Texto fornecido:
....

Moro havia sido instigado pela força-tarefa da Lava Jato a revisar a decisão do Supremo. Liderados por Deltan Dallagnol, o evangélico das convicções sem provas, os procuradores pediram ao juiz, em juridiquês, para não dar bola à ordem. Esta, segundo eles, “não tem qualquer repercussão sobre a competência desse douto juízo para promover e processar a ação penal”, só serve para causar “lamentável tumulto processual”. Diziam ainda que o caso do sítio conteria fartas provas, “em grande parte, colhidas muito antes da colaboração da Odebrecht”, notável sintonia com a posterior escritura de Moro. É “oportuno lembrar”, anotou o juiz, que o processo se iniciou “muito antes” das delações odebrechtianas e constitui-se de “outras provas além dos referidos depoimentos”.

....

Suas instruções:
Indique, por favor, se cada afirmação abaixo concorda com o texto sobre a Lava Jato, respondendo sim ou não e citando literalmente as palavras do texto que decidem a questão.
(a) Os procuradores afirmaram que a ordem do Supremo só causaria tumulto no processo.
(b) Segundo o juiz, o processo se apoiava apenas nos depoimentos da Odebrecht.
(c) A força-tarefa da Lava Jato era liderada por Deltan Dallagnol.
Os itens a seguir são um material separado do texto.

Registros extraídos de uma coleção:
....

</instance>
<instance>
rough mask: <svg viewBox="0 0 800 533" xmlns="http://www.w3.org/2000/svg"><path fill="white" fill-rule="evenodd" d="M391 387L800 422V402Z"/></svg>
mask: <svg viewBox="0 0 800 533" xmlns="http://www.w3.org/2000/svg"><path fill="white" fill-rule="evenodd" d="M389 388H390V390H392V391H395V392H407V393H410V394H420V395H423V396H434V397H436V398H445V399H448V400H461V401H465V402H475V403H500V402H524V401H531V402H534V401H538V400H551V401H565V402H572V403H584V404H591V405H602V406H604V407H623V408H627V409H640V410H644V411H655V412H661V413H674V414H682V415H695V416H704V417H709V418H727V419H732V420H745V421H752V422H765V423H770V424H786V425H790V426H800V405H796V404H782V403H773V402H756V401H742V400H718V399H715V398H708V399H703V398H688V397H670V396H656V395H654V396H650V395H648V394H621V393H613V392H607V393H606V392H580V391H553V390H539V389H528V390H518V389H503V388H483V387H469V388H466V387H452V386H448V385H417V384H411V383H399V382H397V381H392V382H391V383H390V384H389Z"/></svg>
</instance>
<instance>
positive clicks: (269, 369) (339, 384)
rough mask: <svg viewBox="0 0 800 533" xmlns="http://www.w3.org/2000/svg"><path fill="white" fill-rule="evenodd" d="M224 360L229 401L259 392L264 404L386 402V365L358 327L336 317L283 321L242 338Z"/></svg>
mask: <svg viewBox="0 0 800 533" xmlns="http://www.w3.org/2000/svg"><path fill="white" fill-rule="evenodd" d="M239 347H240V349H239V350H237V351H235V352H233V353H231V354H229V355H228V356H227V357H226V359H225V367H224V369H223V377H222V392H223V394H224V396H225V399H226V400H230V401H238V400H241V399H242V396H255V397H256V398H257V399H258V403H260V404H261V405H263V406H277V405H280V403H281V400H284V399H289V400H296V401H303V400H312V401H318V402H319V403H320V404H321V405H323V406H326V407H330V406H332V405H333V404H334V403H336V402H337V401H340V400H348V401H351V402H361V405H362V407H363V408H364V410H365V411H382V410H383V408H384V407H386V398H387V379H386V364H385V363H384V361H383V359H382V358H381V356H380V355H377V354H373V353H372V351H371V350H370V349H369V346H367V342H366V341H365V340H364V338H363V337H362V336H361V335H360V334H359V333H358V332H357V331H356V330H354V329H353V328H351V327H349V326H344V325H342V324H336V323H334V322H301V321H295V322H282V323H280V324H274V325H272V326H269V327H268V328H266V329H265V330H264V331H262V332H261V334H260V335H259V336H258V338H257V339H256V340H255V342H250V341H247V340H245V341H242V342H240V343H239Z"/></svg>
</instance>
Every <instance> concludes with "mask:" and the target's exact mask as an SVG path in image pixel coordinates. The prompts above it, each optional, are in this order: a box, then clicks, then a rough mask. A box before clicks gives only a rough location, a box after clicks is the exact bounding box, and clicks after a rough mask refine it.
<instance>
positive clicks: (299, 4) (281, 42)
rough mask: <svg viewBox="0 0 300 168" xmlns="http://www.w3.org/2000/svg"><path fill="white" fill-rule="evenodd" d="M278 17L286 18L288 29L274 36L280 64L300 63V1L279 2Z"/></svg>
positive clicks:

....

Resultado da tarefa:
(a) Sim: "só serve para causar “lamentável tumulto processual”".
(b) Não: "constitui-se de “outras provas além dos referidos depoimentos”".
(c) Sim: "Liderados por Deltan Dallagnol".